■ What the exercise asks ■
Please write out everything from "This talk described" down to "its performance further." in the talk summary on language ancestry below.

■ Selected extract ■

══════════════════════════════

Reconstructing language ancestry by performing word prediction – Peter Dekker, University of Amsterdam

This talk described a project based on the use of recurrent neural networks with an encoder-decoder structure to detect cognates, in a supervised machine learning framework. This process has some analogy to problems in machine translation, where neural network approaches have been applied with some success, and this project draws on some of the progress in that field to solve problems here. The neural network is trained on pairs of words corresponding to the same concept in different languages. Since this method avoids relying on manual labelling of cognate and non-cognate pairs, the goal is to take all in but only really learn from the cognate pairs, which is achieved by the design of the loss function. Overall it seemed like the project was reaching a baseline of success in line with existing models, and that it had promising scope for tweaks to improve its performance further.

══════════════════════════════

■ Records shown ■

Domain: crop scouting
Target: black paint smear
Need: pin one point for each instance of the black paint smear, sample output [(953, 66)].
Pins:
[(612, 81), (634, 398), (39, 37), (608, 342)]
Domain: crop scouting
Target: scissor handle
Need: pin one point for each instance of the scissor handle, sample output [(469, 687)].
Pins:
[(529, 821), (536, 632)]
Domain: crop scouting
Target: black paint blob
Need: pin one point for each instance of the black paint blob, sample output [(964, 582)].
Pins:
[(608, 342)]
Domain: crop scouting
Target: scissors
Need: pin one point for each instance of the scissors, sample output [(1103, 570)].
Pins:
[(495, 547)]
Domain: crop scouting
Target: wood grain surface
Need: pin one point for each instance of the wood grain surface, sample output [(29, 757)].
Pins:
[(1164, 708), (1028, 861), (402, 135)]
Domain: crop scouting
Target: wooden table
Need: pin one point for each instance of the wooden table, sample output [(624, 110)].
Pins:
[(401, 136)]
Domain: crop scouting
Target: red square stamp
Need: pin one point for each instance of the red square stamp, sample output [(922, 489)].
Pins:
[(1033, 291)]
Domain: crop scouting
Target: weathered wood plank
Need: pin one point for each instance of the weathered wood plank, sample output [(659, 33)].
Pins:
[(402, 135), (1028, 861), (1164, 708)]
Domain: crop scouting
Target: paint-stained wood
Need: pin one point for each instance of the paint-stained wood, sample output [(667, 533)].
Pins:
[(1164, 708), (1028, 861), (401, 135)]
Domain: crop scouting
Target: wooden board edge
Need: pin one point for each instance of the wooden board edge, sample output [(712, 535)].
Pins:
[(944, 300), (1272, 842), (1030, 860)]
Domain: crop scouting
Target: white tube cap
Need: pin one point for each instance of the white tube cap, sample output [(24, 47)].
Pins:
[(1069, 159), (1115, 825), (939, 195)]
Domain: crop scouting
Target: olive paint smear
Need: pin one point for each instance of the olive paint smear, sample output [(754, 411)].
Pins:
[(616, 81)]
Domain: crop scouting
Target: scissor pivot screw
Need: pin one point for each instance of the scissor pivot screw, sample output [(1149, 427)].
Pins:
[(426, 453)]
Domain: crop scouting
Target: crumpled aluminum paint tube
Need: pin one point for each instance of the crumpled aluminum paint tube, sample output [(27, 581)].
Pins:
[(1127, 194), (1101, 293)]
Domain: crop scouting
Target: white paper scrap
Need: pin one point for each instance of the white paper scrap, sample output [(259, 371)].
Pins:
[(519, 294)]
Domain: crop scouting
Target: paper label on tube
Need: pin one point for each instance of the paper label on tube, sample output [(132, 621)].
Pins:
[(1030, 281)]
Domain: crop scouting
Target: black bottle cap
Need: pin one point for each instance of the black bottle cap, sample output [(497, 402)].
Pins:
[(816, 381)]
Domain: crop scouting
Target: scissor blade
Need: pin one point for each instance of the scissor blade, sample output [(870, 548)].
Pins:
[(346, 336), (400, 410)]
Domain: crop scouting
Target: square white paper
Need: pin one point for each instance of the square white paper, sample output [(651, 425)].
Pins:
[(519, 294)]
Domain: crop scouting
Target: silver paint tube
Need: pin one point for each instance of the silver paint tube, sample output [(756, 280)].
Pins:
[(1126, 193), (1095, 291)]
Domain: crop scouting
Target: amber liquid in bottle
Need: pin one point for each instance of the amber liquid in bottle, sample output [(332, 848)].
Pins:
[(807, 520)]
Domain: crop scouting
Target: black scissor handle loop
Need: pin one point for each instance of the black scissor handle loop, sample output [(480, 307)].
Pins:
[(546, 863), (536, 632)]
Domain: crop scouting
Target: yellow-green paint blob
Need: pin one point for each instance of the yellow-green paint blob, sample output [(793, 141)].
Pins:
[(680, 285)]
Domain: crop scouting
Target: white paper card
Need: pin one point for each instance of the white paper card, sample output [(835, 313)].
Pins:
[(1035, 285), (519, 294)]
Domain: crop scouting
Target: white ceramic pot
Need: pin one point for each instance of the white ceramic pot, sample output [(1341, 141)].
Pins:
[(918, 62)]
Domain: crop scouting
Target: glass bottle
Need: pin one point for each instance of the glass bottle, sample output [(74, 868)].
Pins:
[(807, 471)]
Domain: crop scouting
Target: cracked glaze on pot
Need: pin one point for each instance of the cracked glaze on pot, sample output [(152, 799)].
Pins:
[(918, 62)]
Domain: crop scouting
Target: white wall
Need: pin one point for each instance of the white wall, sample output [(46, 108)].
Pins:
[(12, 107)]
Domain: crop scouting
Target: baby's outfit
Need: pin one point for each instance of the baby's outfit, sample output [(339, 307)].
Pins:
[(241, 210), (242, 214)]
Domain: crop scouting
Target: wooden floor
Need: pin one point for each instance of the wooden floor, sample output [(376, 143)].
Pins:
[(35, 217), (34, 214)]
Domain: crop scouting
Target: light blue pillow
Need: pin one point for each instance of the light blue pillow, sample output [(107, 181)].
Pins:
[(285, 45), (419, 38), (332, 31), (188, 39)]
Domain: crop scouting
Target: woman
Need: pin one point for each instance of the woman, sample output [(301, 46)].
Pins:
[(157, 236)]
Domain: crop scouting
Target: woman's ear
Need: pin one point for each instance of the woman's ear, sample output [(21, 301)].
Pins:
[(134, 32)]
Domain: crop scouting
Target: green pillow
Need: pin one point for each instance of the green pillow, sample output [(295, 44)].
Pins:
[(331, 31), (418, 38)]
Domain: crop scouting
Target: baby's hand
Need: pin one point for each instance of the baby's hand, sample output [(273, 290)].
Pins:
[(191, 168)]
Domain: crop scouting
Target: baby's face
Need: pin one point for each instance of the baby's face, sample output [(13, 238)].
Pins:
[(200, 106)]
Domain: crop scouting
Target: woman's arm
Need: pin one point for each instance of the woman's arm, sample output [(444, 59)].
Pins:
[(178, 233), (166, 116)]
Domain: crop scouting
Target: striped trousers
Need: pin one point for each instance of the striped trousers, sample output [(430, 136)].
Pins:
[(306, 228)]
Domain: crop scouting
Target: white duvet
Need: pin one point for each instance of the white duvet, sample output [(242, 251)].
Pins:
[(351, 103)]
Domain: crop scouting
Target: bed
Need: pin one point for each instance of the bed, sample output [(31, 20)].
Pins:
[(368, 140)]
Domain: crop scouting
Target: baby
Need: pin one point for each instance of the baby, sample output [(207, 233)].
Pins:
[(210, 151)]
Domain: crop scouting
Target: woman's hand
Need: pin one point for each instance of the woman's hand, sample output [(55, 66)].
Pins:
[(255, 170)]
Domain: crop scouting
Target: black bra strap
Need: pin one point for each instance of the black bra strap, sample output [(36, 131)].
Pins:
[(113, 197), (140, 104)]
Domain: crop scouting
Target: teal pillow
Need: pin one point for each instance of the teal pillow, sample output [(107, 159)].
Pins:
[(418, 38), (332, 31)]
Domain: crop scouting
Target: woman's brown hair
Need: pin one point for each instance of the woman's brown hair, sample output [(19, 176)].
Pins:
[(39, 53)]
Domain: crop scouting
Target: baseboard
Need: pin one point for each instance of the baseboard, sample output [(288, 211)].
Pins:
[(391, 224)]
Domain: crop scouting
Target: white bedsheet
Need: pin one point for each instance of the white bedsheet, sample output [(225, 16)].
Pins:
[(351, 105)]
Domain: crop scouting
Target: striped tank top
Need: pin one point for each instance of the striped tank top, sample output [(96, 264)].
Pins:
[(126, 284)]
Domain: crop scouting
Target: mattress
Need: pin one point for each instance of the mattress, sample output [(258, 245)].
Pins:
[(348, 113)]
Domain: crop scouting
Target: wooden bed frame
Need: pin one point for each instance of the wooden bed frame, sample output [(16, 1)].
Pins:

══════════════════════════════

■ Exercise output ■
This talk described a project based on the use of recurrent neural networks with an encoder-decoder structure to detect cognates, in a supervised machine learning framework. This process has some analogy to problems in machine translation, where neural network approaches have been applied with some success, and this project draws on some of the progress in that field to solve problems here. The neural network is trained on pairs of words corresponding to the same concept in different languages. Since this method avoids relying on manual labelling of cognate and non-cognate pairs, the goal is to take all in but only really learn from the cognate pairs, which is achieved by the design of the loss function. Overall it seemed like the project was reaching a baseline of success in line with existing models, and that it had promising scope for tweaks to improve its performance further.